[[ SOURCE RECORDS open ]]

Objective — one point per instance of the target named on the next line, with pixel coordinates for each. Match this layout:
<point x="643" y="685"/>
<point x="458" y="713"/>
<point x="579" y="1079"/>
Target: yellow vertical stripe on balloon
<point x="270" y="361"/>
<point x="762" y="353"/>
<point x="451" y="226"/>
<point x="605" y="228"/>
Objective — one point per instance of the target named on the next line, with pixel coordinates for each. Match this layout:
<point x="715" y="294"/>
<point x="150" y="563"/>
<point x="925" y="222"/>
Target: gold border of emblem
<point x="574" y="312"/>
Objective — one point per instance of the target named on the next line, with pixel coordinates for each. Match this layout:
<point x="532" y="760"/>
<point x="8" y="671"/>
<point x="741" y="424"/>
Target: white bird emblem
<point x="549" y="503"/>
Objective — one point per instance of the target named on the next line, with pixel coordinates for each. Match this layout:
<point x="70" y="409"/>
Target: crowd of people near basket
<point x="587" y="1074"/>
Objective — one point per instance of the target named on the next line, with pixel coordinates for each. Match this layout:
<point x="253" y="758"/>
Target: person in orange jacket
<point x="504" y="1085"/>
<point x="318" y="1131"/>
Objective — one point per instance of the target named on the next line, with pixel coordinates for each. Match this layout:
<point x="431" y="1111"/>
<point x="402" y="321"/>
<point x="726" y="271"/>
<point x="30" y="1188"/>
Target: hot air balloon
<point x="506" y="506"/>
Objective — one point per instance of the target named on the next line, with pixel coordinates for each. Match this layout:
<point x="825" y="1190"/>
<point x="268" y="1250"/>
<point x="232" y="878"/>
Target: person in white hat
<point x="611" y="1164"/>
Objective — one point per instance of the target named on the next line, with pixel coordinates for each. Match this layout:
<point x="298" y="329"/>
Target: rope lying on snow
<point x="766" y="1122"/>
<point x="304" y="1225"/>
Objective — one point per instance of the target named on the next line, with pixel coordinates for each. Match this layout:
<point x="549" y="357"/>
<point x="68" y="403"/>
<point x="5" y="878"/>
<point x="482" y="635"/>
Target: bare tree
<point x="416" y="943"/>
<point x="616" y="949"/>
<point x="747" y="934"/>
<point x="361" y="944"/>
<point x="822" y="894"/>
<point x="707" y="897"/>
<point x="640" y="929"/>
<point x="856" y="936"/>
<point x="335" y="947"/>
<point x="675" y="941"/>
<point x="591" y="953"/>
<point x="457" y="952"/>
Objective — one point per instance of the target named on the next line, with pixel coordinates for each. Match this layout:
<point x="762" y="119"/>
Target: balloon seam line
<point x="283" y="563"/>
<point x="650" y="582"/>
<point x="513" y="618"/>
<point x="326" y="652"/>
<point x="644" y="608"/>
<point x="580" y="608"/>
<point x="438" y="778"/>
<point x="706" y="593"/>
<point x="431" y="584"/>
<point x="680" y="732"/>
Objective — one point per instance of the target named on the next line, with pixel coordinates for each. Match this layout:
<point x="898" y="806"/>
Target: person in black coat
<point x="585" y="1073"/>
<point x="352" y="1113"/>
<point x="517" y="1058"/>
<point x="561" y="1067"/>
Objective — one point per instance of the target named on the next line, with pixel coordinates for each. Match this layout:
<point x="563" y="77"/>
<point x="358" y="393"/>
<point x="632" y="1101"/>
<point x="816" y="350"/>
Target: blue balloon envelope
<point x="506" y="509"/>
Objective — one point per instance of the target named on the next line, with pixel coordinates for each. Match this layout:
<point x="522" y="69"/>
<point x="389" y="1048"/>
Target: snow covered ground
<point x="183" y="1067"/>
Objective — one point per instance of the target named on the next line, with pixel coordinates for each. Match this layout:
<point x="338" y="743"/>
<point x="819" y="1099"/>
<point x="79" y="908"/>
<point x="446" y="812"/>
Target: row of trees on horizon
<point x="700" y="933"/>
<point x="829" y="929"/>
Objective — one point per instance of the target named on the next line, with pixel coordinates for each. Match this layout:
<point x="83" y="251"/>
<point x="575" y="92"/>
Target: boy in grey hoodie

[[ SOURCE RECORDS closed ]]

● GOAL OF THE EXERCISE
Every record must be transcribed precisely, down to the last character.

● OUTPUT OF THE EXERCISE
Objective — one point per instance of the target named on the next line, with pixel coordinates for each. Match this layout:
<point x="643" y="685"/>
<point x="458" y="713"/>
<point x="579" y="1079"/>
Target: yellow vertical stripe on balloon
<point x="270" y="361"/>
<point x="762" y="353"/>
<point x="451" y="226"/>
<point x="605" y="228"/>
Objective — one point per instance of the target named on the next line, with pixel coordinates for each. Match this layout:
<point x="715" y="294"/>
<point x="150" y="563"/>
<point x="925" y="222"/>
Target: gold border of emblem
<point x="574" y="312"/>
Objective — one point per instance of the target named on the next line, with pixel coordinates for each. Match this layout:
<point x="532" y="760"/>
<point x="8" y="671"/>
<point x="741" y="424"/>
Target: white bird emblem
<point x="549" y="503"/>
Objective — one point per instance of the target named on the next line, with pixel coordinates for each. Match this layout:
<point x="70" y="409"/>
Target: crowd of people near basket
<point x="587" y="1074"/>
Objective — one point per instance of the target named on the next line, with pixel coordinates for each. Match this layout:
<point x="253" y="758"/>
Target: person in orange jacket
<point x="504" y="1085"/>
<point x="318" y="1131"/>
Objective — one point per instance of the target named on the next line, with pixel coordinates for each. Match this layout:
<point x="431" y="1111"/>
<point x="402" y="321"/>
<point x="726" y="271"/>
<point x="30" y="1188"/>
Target: hot air balloon
<point x="506" y="506"/>
Objective — one point per instance of the target named on the next line, with pixel coordinates for each. Match this layout:
<point x="825" y="1190"/>
<point x="268" y="1250"/>
<point x="232" y="878"/>
Target: person in white hat
<point x="611" y="1164"/>
Objective — one point per instance of the target named on the next line, with pixel coordinates for each. Match this layout:
<point x="298" y="329"/>
Target: rope lying on snow
<point x="766" y="1122"/>
<point x="304" y="1225"/>
Objective — one point per instance of the target named on the next line, with pixel coordinates for each. Match this layout:
<point x="549" y="357"/>
<point x="68" y="403"/>
<point x="5" y="878"/>
<point x="482" y="635"/>
Target: bare tree
<point x="416" y="943"/>
<point x="616" y="949"/>
<point x="747" y="934"/>
<point x="361" y="944"/>
<point x="822" y="894"/>
<point x="707" y="897"/>
<point x="640" y="929"/>
<point x="856" y="936"/>
<point x="335" y="947"/>
<point x="675" y="941"/>
<point x="591" y="953"/>
<point x="457" y="952"/>
Objective — one point per instance of the target named on the next line, with pixel coordinates for each. Match this layout:
<point x="762" y="119"/>
Target: balloon seam line
<point x="283" y="563"/>
<point x="650" y="582"/>
<point x="513" y="618"/>
<point x="326" y="652"/>
<point x="644" y="608"/>
<point x="580" y="608"/>
<point x="438" y="778"/>
<point x="706" y="593"/>
<point x="431" y="584"/>
<point x="680" y="732"/>
Objective — one point per instance of the target named on the next line, with pixel coordinates for each. Match this layout:
<point x="898" y="806"/>
Target: person in black coat
<point x="585" y="1073"/>
<point x="352" y="1113"/>
<point x="517" y="1058"/>
<point x="561" y="1067"/>
Objective — one point per instance of the target named on the next line, with pixel coordinates for each. Match this layout:
<point x="563" y="77"/>
<point x="358" y="393"/>
<point x="632" y="1101"/>
<point x="816" y="350"/>
Target: blue balloon envelope
<point x="506" y="509"/>
Objective — one point per instance of the target named on the next line, with pixel coordinates for each. Match this layout:
<point x="522" y="69"/>
<point x="389" y="1048"/>
Target: snow covered ground
<point x="183" y="1067"/>
Objective — one point per instance of the target named on the next line, with pixel coordinates for each. Match this layout:
<point x="338" y="743"/>
<point x="819" y="1099"/>
<point x="79" y="908"/>
<point x="446" y="812"/>
Target: row of trees on horizon
<point x="700" y="933"/>
<point x="829" y="929"/>
Objective — one point per instance of the target named on the next line, with pixel coordinates for each. Match this layout:
<point x="83" y="251"/>
<point x="575" y="92"/>
Target: boy in grey hoodie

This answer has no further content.